[Data extracted from a collection]

^^^^^^^^^^^^^^^^

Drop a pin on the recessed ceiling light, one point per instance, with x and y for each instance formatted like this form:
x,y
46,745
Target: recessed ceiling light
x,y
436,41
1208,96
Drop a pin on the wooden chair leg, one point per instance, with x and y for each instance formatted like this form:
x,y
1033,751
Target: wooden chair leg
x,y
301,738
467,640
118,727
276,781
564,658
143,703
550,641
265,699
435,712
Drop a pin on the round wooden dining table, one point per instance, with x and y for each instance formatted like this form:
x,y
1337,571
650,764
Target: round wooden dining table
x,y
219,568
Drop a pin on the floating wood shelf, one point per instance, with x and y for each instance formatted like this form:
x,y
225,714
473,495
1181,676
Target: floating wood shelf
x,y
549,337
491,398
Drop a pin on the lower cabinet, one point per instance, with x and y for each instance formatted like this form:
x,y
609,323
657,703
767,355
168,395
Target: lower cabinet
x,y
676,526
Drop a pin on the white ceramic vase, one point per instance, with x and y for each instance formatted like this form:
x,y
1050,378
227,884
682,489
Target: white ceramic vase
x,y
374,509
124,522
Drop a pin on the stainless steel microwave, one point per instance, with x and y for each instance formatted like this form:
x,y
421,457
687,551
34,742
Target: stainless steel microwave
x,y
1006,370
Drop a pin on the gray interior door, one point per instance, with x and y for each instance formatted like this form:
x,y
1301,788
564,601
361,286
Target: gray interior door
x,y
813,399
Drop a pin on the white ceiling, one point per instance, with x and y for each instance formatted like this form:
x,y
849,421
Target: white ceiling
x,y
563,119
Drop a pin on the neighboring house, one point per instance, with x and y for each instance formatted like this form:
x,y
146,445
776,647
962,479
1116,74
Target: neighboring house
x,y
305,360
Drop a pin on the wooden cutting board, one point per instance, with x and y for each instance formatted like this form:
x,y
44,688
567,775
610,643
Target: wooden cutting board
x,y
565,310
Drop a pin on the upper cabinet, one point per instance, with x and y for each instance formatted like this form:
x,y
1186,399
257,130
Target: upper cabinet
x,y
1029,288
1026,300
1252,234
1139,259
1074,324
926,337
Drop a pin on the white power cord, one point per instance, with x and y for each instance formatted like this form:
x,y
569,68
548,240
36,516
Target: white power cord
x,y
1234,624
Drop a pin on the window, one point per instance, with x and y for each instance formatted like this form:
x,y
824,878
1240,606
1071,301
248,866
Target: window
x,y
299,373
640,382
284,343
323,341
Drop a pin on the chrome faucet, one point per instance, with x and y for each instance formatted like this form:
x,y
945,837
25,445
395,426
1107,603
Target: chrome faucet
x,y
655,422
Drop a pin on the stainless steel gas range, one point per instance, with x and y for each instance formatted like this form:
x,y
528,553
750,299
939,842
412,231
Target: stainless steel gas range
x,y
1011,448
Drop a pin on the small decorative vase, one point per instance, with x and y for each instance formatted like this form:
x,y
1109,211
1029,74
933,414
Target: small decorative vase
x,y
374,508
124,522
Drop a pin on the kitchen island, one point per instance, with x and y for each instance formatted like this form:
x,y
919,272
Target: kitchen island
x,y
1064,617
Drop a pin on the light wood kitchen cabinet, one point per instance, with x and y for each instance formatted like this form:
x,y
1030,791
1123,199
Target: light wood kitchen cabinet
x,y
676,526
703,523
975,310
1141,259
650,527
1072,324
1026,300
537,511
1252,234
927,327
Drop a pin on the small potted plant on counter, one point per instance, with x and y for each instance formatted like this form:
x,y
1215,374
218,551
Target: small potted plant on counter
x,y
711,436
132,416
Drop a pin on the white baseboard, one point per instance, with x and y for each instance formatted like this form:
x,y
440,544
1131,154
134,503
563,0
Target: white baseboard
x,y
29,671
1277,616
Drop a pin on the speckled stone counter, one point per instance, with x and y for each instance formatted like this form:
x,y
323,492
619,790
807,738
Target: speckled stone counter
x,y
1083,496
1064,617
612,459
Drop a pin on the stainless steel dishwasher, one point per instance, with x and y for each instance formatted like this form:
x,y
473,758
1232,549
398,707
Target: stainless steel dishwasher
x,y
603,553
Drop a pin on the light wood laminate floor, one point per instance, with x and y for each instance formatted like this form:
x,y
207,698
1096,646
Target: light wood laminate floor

^^^^^^^^^^^^^^^^

#### [Exercise description]
Update all of the rows above by replacing "Drop a pin on" with "Place a point on" wherever it occurs. Leave every other part of the rows unchanged.

#### [Complete answer]
Place a point on the recessed ceiling light, one point per instance, with x and y for each instance formatted like this form:
x,y
46,745
Target: recessed ceiling light
x,y
436,41
1208,96
Place a point on the wooden chair leg, one point per instance, with x and y for each instance formatted like this form:
x,y
1033,751
Target: wooden chair leg
x,y
301,738
467,640
118,727
276,781
564,658
143,703
550,641
265,699
435,712
Place a point on the round wooden dining table, one point per instance, with x and y for each instance formatted like this form:
x,y
1337,571
650,764
Target: round wooden dining table
x,y
219,568
Place a point on the floating wood shelf, one point per instance, with x and y for each instance formatted like this form:
x,y
225,714
473,495
1181,676
Target: floating wood shelf
x,y
549,337
491,398
Place a point on the lower cabinet, one point per instance, with x and y for each instance formatted like this form:
x,y
609,323
657,703
767,355
168,395
Target: lower cabinet
x,y
676,526
Place a point on the white ceramic vase, one point per instance, with x and y for each instance formatted like this form:
x,y
1050,378
227,884
682,489
Target: white ceramic vase
x,y
374,509
124,522
Place a point on the stainless steel microwave, one point per instance, with x and y for each instance formatted like this form:
x,y
421,457
687,551
34,742
Target: stainless steel microwave
x,y
1006,370
Place a point on the gray interior door, one point per instance, with x and y for each instance formatted like this form:
x,y
1301,788
564,601
361,286
Target: gray interior door
x,y
813,399
Place a point on the white ceiling, one point per instance, with x and y for each instance formatted like this form:
x,y
849,421
Target: white ceiling
x,y
563,119
Place a point on the neighboring house, one point per instance, with x and y for each instance formatted like this form:
x,y
146,445
776,647
962,479
1116,74
Target: neighboring house
x,y
305,360
Place a point on the wooden cutting board, one point per instance, with x and y for each instance formatted like this form:
x,y
44,688
567,775
610,643
Target: wooden cutting board
x,y
565,310
Place a point on the upper cabinet, one point per instance, with x and y for each instance formatted like this form:
x,y
1186,399
257,130
Target: upper cabinet
x,y
1029,288
1026,300
1252,234
1139,259
1074,324
926,337
Place a point on the white power cord, one point per instance, with x and y for each instance formatted like this form:
x,y
569,68
548,240
36,516
Target: white power cord
x,y
1234,624
Place a point on the window, one point per instance, with x and y for each instance formatted like this form:
x,y
824,878
1240,606
1071,301
248,866
Target: window
x,y
299,373
640,382
284,343
323,341
Place a point on the chrome faucet, one point per instance, with x and y for each instance formatted like this form:
x,y
945,837
25,445
395,426
1107,603
Target: chrome faucet
x,y
655,422
Place a point on the stainless steel gas range, one point per instance, with x and y for each instance formatted like this form:
x,y
528,553
750,299
939,842
412,231
Target: stainless steel gas range
x,y
1011,448
Place a point on the small decorative vase, one point per instance, with x and y for each instance formatted like this form:
x,y
1109,211
1029,74
933,414
Target: small decorative vase
x,y
374,508
124,522
Place a point on the kitchen island, one point per instance, with x and y for each instance formatted like this form:
x,y
919,272
Target: kitchen island
x,y
1064,617
Place a point on the light wood kitchen cabinet, one point per instance, with x and y for each instance formatted like this form:
x,y
1030,791
1123,199
Target: light wood kitchen cabinet
x,y
676,526
703,523
975,310
1141,259
650,527
1072,324
1026,300
537,511
1252,234
927,327
Place a point on the small potted plant on counter, one point per instance, with x and y for each instance formatted like this form:
x,y
1215,374
218,551
Target: small potted plant on counter
x,y
711,436
132,416
Place a point on the white baseboard, one point per instance, with x and y for each instance formatted like this form:
x,y
440,544
1131,154
134,503
563,0
Target: white baseboard
x,y
29,671
1277,616
Place a point on the speckled stone counter, one point per instance, with x and y for each instance formatted like this form:
x,y
323,492
619,790
807,738
Target: speckled stone counter
x,y
1083,496
1064,617
612,459
Place a point on the stainless steel dishwasher, one point per instance, with x and y for each instance formatted like this form:
x,y
473,758
1232,549
398,707
Target: stainless steel dishwasher
x,y
603,553
Place a point on the light wood laminate floor, one point per instance, with x and y for each instance formatted like this form:
x,y
207,698
1096,646
Target: light wood laminate floor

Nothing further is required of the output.